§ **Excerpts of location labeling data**
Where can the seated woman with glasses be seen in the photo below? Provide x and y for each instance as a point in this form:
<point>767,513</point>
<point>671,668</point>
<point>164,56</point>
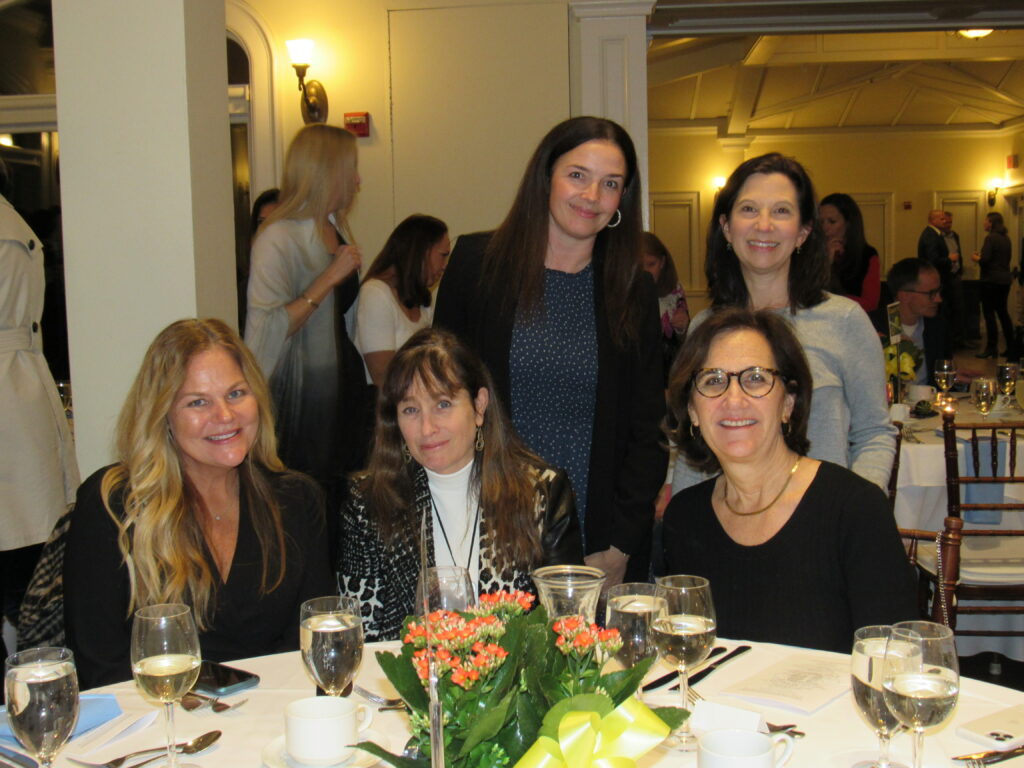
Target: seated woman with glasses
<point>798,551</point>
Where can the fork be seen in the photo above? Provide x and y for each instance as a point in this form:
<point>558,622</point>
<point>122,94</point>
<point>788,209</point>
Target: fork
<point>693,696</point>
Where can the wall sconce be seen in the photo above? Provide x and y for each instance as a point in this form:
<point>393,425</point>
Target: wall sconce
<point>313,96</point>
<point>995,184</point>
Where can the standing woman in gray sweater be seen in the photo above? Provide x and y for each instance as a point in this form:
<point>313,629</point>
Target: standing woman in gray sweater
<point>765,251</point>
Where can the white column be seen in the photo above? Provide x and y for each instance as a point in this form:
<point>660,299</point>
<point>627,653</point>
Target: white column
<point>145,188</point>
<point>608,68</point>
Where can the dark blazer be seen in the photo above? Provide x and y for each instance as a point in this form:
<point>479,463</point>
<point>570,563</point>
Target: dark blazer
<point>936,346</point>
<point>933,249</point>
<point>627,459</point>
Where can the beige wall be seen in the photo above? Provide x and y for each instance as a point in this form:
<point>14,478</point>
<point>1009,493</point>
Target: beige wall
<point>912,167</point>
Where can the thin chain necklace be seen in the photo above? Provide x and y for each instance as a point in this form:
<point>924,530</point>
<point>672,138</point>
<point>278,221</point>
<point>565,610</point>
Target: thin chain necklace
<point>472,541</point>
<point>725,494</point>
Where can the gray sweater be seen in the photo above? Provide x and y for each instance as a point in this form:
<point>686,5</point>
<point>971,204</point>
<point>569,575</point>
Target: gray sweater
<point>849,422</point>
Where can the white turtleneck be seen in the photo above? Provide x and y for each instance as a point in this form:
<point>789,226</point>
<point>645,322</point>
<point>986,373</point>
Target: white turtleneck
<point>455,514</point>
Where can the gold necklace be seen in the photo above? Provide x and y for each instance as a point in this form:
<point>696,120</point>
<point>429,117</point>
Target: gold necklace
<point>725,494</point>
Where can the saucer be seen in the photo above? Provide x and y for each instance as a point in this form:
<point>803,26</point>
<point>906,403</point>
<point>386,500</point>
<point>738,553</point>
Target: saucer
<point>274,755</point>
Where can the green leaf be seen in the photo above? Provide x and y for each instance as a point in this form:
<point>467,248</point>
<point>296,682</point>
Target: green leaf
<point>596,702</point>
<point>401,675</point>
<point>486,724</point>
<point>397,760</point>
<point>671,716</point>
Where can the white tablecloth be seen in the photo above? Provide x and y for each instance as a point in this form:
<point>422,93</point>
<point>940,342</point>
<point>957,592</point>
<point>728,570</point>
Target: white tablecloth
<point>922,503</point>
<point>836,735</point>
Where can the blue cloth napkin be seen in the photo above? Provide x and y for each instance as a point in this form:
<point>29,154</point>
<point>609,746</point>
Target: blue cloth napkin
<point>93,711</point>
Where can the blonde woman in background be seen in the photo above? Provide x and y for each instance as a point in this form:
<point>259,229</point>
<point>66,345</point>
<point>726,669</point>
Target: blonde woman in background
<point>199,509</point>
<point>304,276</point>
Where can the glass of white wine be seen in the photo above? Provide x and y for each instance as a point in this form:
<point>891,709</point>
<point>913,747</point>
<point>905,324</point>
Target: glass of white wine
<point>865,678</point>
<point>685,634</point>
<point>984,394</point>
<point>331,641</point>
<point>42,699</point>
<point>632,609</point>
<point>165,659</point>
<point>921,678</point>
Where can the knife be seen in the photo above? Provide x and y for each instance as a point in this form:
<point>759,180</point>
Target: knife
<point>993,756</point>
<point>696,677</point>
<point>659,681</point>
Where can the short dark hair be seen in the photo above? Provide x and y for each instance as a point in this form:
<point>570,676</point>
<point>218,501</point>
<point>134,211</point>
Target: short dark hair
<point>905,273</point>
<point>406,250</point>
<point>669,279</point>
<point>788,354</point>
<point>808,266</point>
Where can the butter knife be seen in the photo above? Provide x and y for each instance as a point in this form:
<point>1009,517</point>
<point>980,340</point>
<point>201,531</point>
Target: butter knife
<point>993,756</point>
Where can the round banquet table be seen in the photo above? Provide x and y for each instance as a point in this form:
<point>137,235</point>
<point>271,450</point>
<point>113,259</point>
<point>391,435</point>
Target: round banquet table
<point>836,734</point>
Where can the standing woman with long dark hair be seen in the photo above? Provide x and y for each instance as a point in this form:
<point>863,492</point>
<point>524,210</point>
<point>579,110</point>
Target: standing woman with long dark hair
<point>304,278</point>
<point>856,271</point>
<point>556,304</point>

§ **Set problem**
Update the lines starting with the one containing "Where can the beige" and going on through the one containing "<point>849,422</point>": write out only those lines again with "beige wall" changed to "cream wall" and everything else left as is.

§ **Answer in full**
Where can the cream wall be seen in the photo above? Provide x and y for each instance as a point in this form:
<point>14,478</point>
<point>1009,493</point>
Target: cream wall
<point>912,167</point>
Where can the thin chain necklace be seen in the photo above? Provide x and y for each instance as a point in this form:
<point>924,530</point>
<point>672,138</point>
<point>278,221</point>
<point>565,610</point>
Target: thin chain necklace
<point>472,541</point>
<point>725,494</point>
Where can the gray sweater be seen in the photo above? Provide x and y for each instance as a point in this form:
<point>686,5</point>
<point>971,204</point>
<point>569,575</point>
Target: gray sweater
<point>849,422</point>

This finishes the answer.